*About this exercise:*
Would you transcribe the entries below, beginning at the line with "Target: rear tire" and ending after the line with "One point per instance, each like (11, 188).", exactly, with no picture and nothing more?

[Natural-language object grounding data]
□ □ □ □ □
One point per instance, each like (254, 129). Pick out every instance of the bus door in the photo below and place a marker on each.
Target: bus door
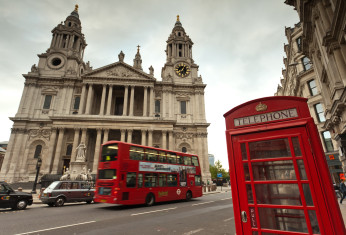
(274, 173)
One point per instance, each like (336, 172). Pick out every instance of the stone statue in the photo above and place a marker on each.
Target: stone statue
(81, 152)
(66, 175)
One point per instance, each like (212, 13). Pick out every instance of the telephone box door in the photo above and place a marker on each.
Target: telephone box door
(274, 172)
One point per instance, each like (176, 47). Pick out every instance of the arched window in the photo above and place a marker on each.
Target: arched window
(38, 151)
(69, 150)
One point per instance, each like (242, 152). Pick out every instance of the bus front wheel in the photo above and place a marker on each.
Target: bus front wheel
(150, 200)
(188, 196)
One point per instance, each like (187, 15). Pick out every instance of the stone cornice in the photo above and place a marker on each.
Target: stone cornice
(110, 66)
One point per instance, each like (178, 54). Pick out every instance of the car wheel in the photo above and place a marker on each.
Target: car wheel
(59, 201)
(188, 196)
(20, 205)
(150, 200)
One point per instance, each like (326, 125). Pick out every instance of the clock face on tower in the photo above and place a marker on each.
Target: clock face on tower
(182, 70)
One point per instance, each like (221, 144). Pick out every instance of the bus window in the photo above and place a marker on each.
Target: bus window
(140, 181)
(150, 180)
(187, 161)
(171, 158)
(107, 174)
(162, 157)
(180, 160)
(162, 180)
(131, 180)
(172, 180)
(136, 153)
(195, 161)
(109, 153)
(197, 180)
(152, 155)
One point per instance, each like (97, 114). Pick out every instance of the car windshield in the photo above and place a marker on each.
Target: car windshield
(52, 185)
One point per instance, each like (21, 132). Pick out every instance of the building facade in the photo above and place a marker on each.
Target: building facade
(65, 102)
(300, 79)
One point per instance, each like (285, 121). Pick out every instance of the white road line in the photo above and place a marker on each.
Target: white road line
(193, 231)
(154, 211)
(65, 226)
(202, 203)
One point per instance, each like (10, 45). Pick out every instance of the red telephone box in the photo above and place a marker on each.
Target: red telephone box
(279, 175)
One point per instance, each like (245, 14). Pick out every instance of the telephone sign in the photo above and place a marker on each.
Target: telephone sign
(279, 175)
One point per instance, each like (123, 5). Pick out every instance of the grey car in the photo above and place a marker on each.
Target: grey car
(59, 192)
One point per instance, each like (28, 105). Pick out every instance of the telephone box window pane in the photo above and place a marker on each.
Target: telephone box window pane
(307, 194)
(246, 171)
(243, 151)
(270, 149)
(278, 170)
(296, 147)
(278, 194)
(302, 171)
(283, 219)
(249, 193)
(314, 222)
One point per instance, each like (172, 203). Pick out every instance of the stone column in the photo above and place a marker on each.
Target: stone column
(109, 102)
(57, 156)
(8, 155)
(83, 138)
(75, 144)
(144, 137)
(126, 95)
(82, 100)
(123, 132)
(105, 135)
(145, 101)
(103, 98)
(129, 136)
(89, 99)
(151, 102)
(164, 139)
(171, 141)
(97, 151)
(15, 160)
(46, 165)
(22, 100)
(341, 65)
(132, 100)
(150, 138)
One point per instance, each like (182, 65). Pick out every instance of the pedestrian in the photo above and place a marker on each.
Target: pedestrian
(343, 190)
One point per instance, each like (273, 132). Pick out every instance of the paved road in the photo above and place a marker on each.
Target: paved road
(211, 214)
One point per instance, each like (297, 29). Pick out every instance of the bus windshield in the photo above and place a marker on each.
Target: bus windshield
(109, 153)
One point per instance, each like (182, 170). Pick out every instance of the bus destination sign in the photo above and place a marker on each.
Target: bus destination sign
(266, 117)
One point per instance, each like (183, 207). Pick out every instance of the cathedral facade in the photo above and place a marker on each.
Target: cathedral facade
(66, 102)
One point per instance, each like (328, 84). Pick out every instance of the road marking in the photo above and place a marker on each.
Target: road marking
(228, 219)
(226, 198)
(65, 226)
(154, 211)
(193, 231)
(202, 203)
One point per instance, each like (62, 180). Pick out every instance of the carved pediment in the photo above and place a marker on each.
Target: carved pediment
(118, 70)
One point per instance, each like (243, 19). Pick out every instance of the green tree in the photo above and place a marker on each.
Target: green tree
(217, 168)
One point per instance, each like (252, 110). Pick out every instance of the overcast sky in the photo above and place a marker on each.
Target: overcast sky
(238, 45)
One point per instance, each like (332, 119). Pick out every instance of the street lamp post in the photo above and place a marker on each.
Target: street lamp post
(38, 166)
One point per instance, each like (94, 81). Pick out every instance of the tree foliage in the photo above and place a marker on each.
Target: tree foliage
(217, 168)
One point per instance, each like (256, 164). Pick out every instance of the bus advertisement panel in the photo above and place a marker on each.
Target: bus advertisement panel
(134, 174)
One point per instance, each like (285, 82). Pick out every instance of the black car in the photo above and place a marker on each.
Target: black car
(11, 199)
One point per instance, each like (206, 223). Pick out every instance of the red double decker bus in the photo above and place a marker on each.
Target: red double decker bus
(133, 174)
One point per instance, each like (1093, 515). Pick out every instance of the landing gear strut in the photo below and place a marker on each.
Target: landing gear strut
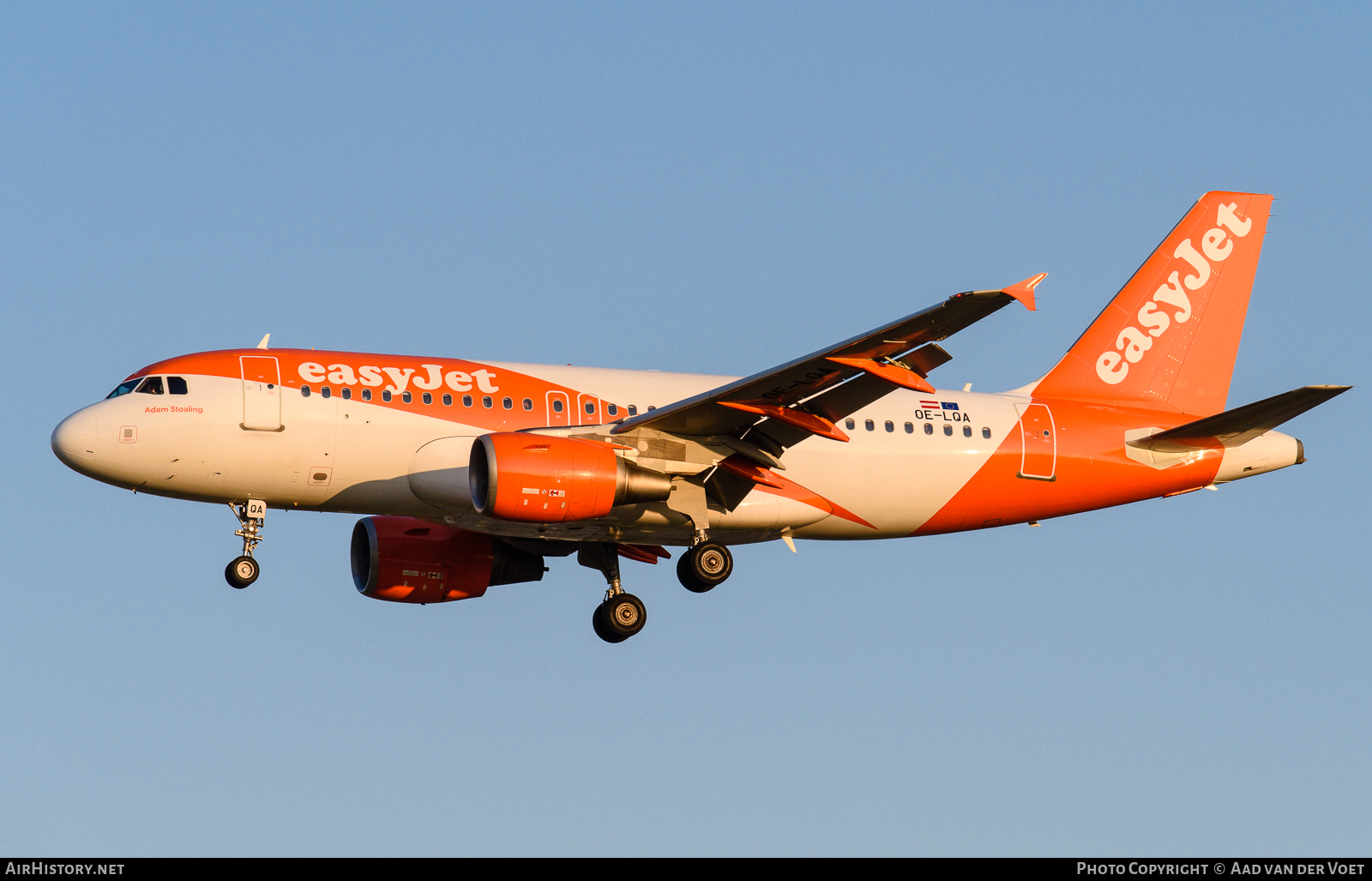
(242, 571)
(704, 565)
(622, 613)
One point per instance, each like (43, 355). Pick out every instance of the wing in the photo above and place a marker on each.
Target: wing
(806, 395)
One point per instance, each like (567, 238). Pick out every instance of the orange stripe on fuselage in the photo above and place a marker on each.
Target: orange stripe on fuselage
(1092, 471)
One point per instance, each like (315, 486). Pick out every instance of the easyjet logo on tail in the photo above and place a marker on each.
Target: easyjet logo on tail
(1111, 366)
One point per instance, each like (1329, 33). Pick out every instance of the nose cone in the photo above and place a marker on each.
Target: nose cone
(73, 441)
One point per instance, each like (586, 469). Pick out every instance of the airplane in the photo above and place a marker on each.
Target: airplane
(472, 474)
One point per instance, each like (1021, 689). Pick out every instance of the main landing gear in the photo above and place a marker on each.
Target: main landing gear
(704, 565)
(622, 613)
(242, 571)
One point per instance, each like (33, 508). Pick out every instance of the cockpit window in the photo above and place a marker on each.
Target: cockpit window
(123, 389)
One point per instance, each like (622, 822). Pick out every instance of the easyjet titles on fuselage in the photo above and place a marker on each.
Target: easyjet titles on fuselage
(436, 377)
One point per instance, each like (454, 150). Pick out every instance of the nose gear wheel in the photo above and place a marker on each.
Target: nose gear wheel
(619, 618)
(244, 570)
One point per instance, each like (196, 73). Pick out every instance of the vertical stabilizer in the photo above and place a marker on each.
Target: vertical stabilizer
(1172, 334)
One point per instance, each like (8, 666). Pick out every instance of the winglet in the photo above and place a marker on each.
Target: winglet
(1024, 291)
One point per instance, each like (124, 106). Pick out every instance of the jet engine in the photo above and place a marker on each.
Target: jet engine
(408, 560)
(542, 480)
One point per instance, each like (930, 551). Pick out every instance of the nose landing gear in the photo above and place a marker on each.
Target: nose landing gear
(242, 571)
(704, 567)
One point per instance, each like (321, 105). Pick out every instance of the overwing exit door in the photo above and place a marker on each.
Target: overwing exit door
(261, 393)
(559, 409)
(1039, 457)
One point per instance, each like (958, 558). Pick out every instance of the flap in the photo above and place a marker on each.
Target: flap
(791, 383)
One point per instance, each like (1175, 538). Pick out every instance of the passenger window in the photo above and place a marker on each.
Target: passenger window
(123, 389)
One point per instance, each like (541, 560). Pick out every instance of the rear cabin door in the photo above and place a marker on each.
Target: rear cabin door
(1039, 460)
(261, 393)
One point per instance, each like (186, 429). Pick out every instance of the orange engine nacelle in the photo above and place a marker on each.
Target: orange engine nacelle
(539, 480)
(408, 560)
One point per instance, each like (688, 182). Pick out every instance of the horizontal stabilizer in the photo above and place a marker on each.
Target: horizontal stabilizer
(1241, 425)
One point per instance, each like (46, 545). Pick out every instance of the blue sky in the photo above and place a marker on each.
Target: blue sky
(713, 188)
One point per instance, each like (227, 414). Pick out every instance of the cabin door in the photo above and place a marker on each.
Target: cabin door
(261, 393)
(1039, 457)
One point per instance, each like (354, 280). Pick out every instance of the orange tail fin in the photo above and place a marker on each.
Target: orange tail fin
(1172, 332)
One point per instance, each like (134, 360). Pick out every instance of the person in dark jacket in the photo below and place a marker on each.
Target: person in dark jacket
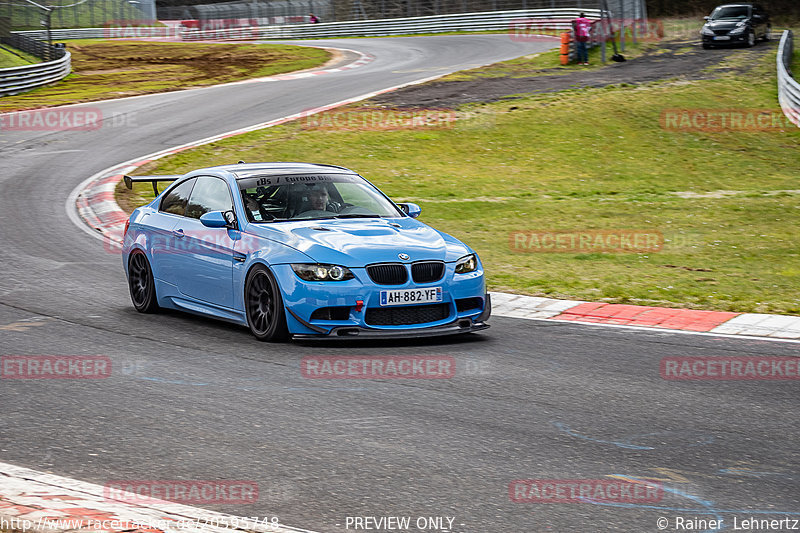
(582, 26)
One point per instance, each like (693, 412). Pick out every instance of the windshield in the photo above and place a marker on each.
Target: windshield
(730, 13)
(312, 197)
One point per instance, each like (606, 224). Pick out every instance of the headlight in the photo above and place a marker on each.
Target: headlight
(739, 28)
(319, 272)
(467, 264)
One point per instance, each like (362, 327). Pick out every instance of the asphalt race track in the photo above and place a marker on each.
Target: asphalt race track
(196, 399)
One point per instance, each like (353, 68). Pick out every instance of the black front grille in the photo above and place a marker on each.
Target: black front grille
(465, 304)
(406, 315)
(331, 313)
(427, 272)
(388, 273)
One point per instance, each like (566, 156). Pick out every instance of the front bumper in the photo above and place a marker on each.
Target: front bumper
(734, 40)
(457, 327)
(353, 308)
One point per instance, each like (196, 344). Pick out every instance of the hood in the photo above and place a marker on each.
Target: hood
(358, 242)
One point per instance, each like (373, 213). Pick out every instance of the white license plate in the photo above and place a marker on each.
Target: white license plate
(411, 296)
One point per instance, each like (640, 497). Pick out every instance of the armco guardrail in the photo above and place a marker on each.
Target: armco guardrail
(64, 35)
(487, 21)
(788, 88)
(15, 80)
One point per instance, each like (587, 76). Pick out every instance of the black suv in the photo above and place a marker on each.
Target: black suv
(736, 24)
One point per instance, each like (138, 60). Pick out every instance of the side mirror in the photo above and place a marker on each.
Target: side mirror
(412, 210)
(215, 219)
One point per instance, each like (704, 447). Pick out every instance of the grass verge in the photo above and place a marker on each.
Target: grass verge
(727, 202)
(105, 69)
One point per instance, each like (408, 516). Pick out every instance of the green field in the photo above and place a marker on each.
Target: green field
(727, 202)
(105, 69)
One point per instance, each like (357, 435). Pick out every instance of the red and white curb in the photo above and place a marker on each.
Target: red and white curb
(37, 502)
(774, 327)
(92, 205)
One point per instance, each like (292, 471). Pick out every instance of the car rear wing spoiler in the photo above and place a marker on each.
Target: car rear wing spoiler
(130, 180)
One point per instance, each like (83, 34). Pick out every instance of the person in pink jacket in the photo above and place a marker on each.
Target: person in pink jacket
(582, 26)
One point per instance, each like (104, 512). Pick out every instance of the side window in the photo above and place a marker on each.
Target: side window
(175, 200)
(209, 194)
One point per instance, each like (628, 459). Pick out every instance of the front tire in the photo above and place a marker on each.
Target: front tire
(264, 306)
(141, 283)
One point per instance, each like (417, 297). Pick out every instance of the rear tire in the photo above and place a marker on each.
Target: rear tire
(264, 306)
(141, 283)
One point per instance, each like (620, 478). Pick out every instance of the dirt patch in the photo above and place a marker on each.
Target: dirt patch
(673, 60)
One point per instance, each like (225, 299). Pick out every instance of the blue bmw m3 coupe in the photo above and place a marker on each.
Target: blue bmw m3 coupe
(299, 250)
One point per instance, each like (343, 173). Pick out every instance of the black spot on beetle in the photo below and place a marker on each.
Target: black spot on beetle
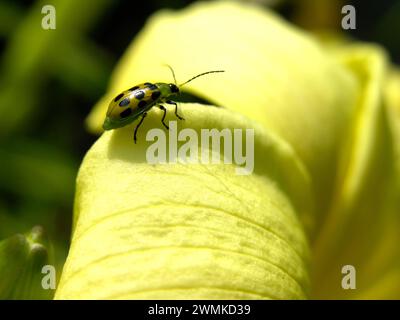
(152, 87)
(142, 104)
(155, 95)
(139, 94)
(124, 102)
(126, 113)
(118, 97)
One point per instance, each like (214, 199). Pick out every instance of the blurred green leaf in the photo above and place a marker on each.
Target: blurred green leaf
(22, 258)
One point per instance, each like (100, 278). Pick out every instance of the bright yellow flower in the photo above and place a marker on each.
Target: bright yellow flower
(325, 188)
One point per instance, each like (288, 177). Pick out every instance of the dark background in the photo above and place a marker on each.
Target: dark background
(47, 92)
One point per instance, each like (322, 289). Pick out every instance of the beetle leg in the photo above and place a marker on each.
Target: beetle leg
(138, 125)
(165, 113)
(176, 109)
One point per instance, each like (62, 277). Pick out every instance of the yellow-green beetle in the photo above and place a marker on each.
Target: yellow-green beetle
(136, 101)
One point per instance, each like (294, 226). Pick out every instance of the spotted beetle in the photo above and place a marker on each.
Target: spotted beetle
(138, 100)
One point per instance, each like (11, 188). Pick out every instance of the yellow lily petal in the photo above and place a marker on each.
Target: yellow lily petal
(275, 74)
(180, 231)
(362, 226)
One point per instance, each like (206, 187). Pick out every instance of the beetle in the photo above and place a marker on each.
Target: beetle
(135, 102)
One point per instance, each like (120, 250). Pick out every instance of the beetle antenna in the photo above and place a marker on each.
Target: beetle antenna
(173, 73)
(199, 75)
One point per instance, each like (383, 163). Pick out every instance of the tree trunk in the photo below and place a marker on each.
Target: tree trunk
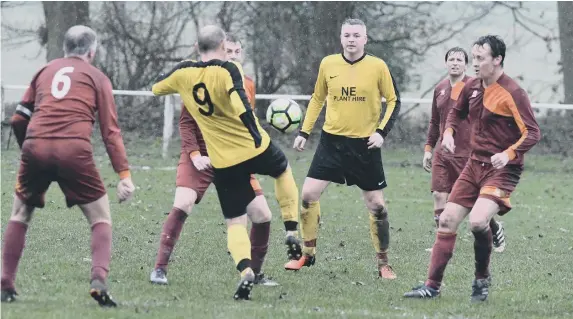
(60, 16)
(565, 14)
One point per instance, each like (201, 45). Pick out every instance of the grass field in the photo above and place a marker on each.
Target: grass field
(532, 278)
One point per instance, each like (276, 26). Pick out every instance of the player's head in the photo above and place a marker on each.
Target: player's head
(488, 54)
(456, 61)
(211, 41)
(80, 41)
(234, 48)
(353, 36)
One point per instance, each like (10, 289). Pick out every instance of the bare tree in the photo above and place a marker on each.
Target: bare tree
(565, 13)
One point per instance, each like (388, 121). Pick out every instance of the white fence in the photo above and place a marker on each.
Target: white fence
(172, 104)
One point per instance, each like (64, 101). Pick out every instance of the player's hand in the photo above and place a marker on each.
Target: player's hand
(427, 161)
(201, 162)
(125, 189)
(375, 141)
(448, 143)
(299, 142)
(499, 160)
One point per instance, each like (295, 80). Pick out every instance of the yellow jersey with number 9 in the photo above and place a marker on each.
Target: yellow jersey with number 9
(214, 95)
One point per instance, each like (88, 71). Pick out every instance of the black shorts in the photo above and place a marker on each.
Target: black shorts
(233, 183)
(341, 159)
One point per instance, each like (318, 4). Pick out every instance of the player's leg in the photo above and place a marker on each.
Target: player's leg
(98, 216)
(464, 195)
(494, 195)
(363, 168)
(274, 163)
(310, 219)
(479, 218)
(183, 203)
(82, 185)
(260, 215)
(379, 231)
(326, 167)
(441, 184)
(235, 194)
(14, 242)
(191, 185)
(31, 184)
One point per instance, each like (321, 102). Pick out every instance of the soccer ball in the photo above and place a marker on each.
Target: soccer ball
(284, 115)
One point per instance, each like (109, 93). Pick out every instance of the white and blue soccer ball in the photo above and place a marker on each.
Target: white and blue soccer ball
(284, 115)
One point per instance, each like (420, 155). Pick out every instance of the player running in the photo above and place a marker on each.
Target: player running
(349, 149)
(213, 92)
(195, 174)
(503, 129)
(53, 125)
(446, 167)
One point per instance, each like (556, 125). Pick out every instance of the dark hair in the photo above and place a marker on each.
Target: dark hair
(495, 43)
(354, 21)
(231, 37)
(210, 37)
(456, 50)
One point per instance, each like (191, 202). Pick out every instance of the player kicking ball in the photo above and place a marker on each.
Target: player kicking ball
(444, 166)
(195, 174)
(503, 129)
(213, 92)
(349, 148)
(53, 125)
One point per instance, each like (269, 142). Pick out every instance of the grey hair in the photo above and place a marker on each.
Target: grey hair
(79, 40)
(210, 38)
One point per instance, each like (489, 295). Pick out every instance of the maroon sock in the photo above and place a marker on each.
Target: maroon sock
(483, 245)
(14, 242)
(260, 234)
(437, 213)
(169, 236)
(101, 250)
(441, 253)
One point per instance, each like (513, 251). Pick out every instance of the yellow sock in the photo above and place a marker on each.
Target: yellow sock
(287, 196)
(379, 233)
(310, 217)
(374, 233)
(239, 246)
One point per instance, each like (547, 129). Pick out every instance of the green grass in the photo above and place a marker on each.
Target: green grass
(532, 279)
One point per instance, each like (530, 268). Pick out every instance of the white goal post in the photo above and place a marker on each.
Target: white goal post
(172, 104)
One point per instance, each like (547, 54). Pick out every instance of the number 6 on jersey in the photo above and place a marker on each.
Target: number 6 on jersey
(61, 77)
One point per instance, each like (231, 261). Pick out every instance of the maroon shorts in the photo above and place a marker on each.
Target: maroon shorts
(445, 172)
(188, 176)
(480, 179)
(66, 161)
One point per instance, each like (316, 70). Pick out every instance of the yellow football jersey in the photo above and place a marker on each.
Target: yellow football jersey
(214, 94)
(354, 92)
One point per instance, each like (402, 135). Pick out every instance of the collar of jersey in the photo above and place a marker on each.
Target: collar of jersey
(353, 62)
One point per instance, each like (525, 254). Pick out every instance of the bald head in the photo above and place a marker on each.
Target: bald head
(210, 38)
(80, 41)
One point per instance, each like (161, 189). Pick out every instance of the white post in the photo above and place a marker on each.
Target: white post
(168, 114)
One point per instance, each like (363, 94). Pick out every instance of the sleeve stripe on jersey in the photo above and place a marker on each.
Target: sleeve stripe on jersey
(248, 117)
(180, 65)
(390, 123)
(238, 85)
(24, 111)
(520, 125)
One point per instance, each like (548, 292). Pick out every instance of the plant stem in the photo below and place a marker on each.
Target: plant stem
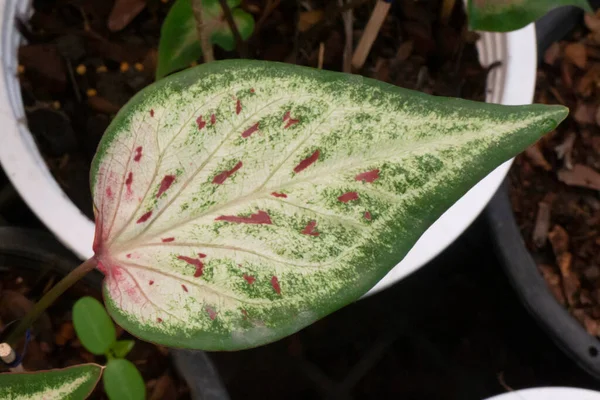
(207, 51)
(49, 298)
(236, 33)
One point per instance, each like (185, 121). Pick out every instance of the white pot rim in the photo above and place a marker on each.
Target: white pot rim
(549, 393)
(512, 83)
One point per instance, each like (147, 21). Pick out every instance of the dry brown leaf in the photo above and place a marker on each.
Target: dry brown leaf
(542, 222)
(123, 12)
(308, 19)
(576, 53)
(552, 54)
(534, 153)
(565, 150)
(585, 113)
(581, 175)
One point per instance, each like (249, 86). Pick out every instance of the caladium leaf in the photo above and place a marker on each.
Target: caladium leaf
(179, 45)
(71, 383)
(239, 201)
(510, 15)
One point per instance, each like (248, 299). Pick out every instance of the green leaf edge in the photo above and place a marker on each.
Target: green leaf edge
(209, 341)
(513, 18)
(84, 341)
(97, 367)
(122, 360)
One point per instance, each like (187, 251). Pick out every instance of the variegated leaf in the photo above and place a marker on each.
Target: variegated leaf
(71, 383)
(239, 201)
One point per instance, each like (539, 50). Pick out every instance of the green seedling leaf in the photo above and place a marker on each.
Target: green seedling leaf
(179, 45)
(123, 381)
(121, 348)
(239, 201)
(93, 325)
(71, 383)
(510, 15)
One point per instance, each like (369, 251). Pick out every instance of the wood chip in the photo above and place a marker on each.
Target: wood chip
(554, 282)
(534, 153)
(559, 239)
(542, 222)
(564, 151)
(581, 175)
(585, 113)
(552, 54)
(576, 54)
(123, 12)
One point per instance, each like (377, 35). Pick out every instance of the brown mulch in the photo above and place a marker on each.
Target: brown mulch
(555, 185)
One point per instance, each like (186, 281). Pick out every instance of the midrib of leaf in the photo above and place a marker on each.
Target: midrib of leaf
(197, 171)
(161, 153)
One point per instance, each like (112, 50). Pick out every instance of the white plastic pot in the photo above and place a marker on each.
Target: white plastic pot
(511, 83)
(549, 393)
□ □ □ □ □
*Exercise output:*
Target: rear tire
(264, 306)
(141, 283)
One point per instance, each like (620, 478). Pick out every instance of the dirt patch in the photo above and place a marker on each.
Target: dirt patch
(673, 60)
One point per instance, each like (225, 299). Pick out every instance of the blue bmw m3 coupe in the photo above and place a marker on each.
Target: blue bmw m3 coupe
(299, 250)
One point per instance, each like (343, 173). Pick out every instance of the black spot on beetle in the photo below and place a marker on each.
Target: black spot on beetle
(152, 87)
(142, 104)
(155, 95)
(139, 94)
(124, 102)
(126, 113)
(118, 97)
One point per instance, each like (214, 199). Pick out every instance of the blurred green leaf in the photo above and place a marker on each.
Target: blurred green leaf
(22, 258)
One point per instance, each like (100, 278). Pick out every instance of the bright yellow flower in the photo above and place a marker on each.
Target: bright yellow flower
(325, 188)
One point per instance, each like (288, 177). Pick out every instance of the dark background in the photo above and place a marker on each.
Target: dark background
(47, 92)
One point per instance, each like (322, 289). Pick out every instance of the beetle leg in the photo above and place a marker on each.
Target: beetle leg
(138, 125)
(165, 113)
(176, 109)
One point per instance, each like (62, 277). Pick out every instance of the yellow-green beetle in the photo above and place a marker on each.
Target: yellow-green beetle
(136, 101)
One point per instance, each like (294, 226). Pick out every instance of the spotted beetle in the photo above and place a marker on each.
Target: spotted beetle
(138, 100)
One point per instance, each like (11, 188). Pick out every instance of the yellow lily petal in the photo above and place a marker on each.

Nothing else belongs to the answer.